◆ **TASK REQUIREMENTS**
Would you repeat every line below exactly, please?

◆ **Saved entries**
+ + + + +
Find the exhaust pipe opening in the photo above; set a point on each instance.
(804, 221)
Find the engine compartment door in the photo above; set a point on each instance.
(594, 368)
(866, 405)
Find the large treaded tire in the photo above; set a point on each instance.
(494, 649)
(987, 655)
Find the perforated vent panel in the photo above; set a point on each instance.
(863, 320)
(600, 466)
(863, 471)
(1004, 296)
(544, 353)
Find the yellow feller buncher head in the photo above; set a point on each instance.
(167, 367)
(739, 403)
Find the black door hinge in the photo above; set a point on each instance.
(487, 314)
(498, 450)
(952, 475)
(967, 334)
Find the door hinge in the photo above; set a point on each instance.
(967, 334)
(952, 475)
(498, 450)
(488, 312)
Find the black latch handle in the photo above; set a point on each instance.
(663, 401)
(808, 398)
+ + + + +
◆ **RESPONSE TO THE TASK**
Find the exhaust pipe opening in the photo above; set a point on each instance.
(804, 221)
Find the engine compartment door in the photo above; set a point on each instance.
(594, 368)
(866, 405)
Find the large treaded tire in the photo above; set a point on each instance.
(494, 649)
(987, 655)
Find the perforated vent panel in the photo above; set a point on each instance.
(863, 320)
(600, 466)
(863, 471)
(1004, 296)
(544, 353)
Find the yellow feller buncher head in the photo above; set a point on each instance.
(167, 367)
(739, 403)
Find the black door hinge in the photo above; set a point on each instance.
(487, 314)
(498, 450)
(952, 475)
(967, 334)
Find the door hinge in the photo above; set a point on each instance.
(967, 334)
(952, 475)
(498, 450)
(488, 312)
Find the black latch handle in the photo above; set a point on each instance.
(663, 401)
(808, 398)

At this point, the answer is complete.